◆ PROBLEM TO WORK ON:
Output, word for word, every line from the line with "point per instance: orange leaves" through the final line of the data below.

---*---

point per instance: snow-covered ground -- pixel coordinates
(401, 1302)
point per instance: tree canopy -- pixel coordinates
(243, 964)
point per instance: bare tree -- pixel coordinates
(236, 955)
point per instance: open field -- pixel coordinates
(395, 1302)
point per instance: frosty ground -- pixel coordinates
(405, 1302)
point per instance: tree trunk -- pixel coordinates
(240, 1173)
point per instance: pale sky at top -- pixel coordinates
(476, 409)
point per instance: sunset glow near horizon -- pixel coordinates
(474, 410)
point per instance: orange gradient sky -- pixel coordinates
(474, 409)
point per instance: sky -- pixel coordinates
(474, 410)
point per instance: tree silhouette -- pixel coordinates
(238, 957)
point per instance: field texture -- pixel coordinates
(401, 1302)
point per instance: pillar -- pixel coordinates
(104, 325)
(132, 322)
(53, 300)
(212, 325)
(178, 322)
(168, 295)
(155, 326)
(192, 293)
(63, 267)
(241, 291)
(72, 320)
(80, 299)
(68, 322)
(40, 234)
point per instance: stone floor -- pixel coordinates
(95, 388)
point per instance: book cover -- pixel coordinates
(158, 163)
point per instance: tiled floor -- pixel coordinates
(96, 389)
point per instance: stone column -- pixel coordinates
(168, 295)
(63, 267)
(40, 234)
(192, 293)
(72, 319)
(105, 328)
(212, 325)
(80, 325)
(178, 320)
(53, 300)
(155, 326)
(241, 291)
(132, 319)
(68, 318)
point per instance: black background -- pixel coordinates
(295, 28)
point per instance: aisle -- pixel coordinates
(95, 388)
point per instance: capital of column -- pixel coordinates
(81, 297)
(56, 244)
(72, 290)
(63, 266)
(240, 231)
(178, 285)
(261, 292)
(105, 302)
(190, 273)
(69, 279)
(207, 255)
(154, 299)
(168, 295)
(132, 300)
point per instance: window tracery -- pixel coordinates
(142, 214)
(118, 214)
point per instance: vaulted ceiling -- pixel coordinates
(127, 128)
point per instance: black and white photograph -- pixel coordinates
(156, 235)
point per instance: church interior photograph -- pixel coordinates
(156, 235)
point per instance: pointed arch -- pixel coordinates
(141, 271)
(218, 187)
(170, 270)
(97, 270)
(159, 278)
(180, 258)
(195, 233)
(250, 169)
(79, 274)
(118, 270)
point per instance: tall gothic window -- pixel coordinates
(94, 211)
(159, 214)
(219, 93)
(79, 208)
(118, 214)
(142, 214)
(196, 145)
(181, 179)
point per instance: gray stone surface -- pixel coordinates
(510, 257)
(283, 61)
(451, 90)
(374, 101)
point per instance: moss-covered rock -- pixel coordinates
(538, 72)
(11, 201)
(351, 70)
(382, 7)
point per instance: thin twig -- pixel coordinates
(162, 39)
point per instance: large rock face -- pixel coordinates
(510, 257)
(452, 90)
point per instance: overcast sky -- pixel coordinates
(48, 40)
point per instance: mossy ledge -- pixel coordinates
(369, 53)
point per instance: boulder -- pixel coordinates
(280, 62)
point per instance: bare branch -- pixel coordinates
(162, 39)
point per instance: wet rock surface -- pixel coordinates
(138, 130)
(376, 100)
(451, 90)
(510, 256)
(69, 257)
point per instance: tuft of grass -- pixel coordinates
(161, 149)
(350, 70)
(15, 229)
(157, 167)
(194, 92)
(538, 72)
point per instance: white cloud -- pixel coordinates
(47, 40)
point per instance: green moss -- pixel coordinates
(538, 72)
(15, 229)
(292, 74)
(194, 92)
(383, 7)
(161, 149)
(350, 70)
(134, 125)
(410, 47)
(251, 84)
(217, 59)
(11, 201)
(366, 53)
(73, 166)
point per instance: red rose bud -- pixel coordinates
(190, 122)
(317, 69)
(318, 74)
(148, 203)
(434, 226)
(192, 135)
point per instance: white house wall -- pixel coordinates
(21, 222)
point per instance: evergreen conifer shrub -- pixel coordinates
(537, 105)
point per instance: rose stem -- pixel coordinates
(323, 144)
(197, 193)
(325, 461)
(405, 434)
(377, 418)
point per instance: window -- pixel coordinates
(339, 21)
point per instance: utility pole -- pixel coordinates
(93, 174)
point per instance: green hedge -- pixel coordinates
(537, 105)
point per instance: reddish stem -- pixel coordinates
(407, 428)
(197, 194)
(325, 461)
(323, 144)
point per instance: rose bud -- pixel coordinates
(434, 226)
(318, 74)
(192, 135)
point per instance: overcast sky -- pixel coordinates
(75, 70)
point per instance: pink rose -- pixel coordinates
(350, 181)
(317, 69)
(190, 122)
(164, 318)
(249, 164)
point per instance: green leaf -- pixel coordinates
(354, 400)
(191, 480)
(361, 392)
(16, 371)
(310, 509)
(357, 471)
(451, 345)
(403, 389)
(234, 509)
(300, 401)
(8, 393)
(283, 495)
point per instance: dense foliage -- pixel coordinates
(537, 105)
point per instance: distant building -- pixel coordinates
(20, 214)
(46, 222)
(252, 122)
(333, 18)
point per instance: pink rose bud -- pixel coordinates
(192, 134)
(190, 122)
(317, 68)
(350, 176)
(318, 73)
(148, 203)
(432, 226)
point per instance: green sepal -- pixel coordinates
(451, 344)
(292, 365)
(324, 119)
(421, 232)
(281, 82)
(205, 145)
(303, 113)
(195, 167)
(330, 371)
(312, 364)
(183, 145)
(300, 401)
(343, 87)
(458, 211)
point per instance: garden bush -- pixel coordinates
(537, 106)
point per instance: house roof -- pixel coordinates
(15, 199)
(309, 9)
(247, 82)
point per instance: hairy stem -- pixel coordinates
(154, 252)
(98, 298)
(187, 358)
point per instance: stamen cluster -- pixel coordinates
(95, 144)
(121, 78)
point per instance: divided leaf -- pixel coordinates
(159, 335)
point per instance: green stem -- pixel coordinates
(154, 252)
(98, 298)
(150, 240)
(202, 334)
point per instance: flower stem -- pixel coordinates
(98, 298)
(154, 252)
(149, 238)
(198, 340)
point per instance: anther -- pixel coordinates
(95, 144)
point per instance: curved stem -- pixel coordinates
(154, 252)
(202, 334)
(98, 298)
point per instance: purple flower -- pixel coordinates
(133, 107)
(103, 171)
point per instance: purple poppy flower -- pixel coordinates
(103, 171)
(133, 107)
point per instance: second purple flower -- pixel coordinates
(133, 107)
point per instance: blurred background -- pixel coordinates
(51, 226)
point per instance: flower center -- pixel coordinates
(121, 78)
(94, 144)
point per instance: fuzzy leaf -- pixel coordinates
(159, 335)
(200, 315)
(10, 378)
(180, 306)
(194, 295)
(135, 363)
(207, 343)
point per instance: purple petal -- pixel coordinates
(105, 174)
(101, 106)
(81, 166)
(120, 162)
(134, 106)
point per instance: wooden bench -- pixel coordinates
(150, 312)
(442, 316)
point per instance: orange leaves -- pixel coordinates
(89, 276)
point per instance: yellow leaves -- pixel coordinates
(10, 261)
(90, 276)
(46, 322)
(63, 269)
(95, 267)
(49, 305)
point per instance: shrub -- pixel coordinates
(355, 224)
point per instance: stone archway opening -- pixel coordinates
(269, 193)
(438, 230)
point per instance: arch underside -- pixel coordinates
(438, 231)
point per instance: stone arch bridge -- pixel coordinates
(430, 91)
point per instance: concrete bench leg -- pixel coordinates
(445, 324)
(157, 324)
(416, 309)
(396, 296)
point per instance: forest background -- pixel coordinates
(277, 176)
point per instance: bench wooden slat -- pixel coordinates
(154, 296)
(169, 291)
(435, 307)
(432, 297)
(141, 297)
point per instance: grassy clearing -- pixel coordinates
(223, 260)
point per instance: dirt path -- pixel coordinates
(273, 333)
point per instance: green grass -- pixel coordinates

---*---

◆ RESPONSE TO THE TASK:
point per instance: orange leaves -- pixel coordinates
(89, 276)
point per instance: yellow leaves -- pixel coordinates
(10, 261)
(90, 276)
(46, 322)
(63, 269)
(95, 267)
(49, 305)
point per instance: shrub -- pixel coordinates
(355, 224)
point per instance: stone archway opening -- pixel coordinates
(269, 193)
(438, 230)
point per instance: arch underside -- pixel coordinates
(438, 231)
point per instance: stone arch bridge -- pixel coordinates
(430, 91)
point per instance: concrete bench leg -- pixel coordinates
(445, 324)
(157, 324)
(416, 309)
(396, 296)
point per instance: forest background -- pixel coordinates
(277, 176)
point per instance: bench wooden slat -- pixel coordinates
(154, 296)
(169, 291)
(435, 307)
(432, 297)
(141, 297)
point per instance: grassy clearing -- pixel coordinates
(223, 260)
point per instance: dirt path -- pixel coordinates
(273, 333)
point per instance: green grass -- pixel coordinates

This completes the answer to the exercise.